## Written task
Can you quote, word for word, the stretch of lines below from the one containing "If you could place a marker on the hillside" through the one containing "point(199, 462)"?

## Source data
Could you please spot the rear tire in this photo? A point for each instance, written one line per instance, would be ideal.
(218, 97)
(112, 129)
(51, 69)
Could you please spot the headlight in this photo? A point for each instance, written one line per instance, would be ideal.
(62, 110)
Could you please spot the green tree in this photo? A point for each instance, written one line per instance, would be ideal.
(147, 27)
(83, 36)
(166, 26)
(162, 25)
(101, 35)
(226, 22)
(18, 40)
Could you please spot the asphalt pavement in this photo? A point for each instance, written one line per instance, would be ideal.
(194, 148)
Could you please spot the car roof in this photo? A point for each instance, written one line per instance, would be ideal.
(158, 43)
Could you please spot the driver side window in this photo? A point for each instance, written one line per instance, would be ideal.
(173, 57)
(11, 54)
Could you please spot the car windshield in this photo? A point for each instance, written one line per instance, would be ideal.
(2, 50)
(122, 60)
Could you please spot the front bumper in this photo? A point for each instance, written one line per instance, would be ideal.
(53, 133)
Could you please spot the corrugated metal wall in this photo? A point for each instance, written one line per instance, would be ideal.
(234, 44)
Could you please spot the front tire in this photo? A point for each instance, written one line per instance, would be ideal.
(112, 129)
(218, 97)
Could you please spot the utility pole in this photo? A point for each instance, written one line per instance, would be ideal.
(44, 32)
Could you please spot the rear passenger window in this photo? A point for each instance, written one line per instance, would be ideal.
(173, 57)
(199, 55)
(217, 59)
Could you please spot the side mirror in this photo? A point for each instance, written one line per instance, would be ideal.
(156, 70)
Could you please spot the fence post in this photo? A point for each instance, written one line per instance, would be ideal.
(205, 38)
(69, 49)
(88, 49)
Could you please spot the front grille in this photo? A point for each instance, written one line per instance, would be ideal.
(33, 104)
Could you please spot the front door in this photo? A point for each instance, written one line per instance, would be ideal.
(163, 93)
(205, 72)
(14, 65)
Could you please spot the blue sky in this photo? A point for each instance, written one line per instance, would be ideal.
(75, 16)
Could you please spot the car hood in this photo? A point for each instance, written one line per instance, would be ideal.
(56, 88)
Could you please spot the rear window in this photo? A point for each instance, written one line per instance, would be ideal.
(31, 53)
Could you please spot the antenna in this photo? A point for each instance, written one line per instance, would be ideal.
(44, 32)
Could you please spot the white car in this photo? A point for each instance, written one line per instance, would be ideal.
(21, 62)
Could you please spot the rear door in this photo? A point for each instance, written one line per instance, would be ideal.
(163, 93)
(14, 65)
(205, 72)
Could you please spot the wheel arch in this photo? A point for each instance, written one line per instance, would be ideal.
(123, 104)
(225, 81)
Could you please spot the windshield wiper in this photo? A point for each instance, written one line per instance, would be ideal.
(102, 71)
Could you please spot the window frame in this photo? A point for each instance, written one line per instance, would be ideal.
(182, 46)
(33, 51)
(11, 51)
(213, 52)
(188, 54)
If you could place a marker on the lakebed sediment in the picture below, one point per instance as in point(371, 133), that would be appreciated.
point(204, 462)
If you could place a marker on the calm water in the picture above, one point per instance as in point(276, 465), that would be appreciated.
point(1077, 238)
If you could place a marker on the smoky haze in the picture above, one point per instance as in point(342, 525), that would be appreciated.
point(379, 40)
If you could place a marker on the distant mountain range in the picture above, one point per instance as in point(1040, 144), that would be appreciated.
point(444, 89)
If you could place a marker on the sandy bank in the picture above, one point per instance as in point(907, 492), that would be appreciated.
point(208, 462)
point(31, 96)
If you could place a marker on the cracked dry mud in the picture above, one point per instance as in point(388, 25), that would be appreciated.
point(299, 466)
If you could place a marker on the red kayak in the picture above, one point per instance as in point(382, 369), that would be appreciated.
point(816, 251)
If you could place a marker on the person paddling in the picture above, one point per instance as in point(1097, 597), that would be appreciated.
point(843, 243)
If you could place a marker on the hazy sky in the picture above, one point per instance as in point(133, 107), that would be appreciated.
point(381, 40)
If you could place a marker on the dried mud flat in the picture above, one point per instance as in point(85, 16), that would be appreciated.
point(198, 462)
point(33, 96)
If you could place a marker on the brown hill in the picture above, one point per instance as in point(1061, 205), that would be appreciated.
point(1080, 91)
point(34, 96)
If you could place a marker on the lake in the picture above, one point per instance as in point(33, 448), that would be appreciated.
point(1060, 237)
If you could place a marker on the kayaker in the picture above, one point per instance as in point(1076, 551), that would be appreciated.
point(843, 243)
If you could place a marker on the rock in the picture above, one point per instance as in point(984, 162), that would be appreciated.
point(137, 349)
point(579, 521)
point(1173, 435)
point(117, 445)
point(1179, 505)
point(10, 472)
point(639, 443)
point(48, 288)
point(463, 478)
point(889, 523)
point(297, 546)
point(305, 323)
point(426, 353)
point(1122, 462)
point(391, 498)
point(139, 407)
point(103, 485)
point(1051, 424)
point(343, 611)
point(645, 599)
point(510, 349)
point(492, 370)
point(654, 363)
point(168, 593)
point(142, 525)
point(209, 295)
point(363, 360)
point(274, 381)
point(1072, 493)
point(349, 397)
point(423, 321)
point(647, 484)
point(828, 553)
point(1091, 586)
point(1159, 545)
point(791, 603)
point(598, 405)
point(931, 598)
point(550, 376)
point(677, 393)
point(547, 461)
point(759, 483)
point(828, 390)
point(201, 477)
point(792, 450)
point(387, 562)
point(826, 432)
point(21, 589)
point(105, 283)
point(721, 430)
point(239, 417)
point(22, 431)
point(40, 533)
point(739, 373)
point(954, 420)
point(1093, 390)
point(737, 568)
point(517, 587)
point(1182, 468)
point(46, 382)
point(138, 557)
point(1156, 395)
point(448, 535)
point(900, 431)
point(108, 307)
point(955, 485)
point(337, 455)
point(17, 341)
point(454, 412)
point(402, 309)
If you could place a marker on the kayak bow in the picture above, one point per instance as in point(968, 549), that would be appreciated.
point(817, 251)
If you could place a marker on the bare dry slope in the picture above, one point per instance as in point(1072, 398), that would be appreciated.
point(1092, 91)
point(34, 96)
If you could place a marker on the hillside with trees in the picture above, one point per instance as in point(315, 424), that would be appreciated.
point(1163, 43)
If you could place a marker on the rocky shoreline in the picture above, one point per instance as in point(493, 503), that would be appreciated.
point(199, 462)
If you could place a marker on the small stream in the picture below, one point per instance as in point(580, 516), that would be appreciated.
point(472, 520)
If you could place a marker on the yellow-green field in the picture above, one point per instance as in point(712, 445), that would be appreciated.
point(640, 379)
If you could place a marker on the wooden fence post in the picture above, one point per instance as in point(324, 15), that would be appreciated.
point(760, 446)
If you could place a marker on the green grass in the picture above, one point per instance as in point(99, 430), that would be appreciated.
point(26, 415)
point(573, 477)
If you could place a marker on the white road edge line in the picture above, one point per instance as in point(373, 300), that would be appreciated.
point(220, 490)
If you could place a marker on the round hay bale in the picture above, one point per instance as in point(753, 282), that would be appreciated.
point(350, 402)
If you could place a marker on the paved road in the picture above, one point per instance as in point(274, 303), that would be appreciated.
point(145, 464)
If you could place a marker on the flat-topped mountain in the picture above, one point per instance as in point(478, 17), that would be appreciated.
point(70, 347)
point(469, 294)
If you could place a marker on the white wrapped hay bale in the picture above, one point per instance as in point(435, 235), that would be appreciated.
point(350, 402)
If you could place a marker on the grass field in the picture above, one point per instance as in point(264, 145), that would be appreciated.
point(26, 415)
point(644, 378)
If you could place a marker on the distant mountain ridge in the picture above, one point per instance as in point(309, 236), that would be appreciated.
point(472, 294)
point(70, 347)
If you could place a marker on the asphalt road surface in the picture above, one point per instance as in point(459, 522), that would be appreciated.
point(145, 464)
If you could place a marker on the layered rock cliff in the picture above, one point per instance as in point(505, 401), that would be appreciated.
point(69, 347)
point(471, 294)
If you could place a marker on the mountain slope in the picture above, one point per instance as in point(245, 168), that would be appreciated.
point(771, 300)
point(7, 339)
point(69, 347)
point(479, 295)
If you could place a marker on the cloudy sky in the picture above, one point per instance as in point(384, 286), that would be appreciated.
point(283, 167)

## Correct result
If you could place a marker on the hillside with trees in the picture above, one point per instance as in point(315, 424), that would be appreciated.
point(1163, 43)
If you could place a marker on the rocky shoreline in the picture above, one point per instance as in point(493, 503), that would be appreciated.
point(199, 462)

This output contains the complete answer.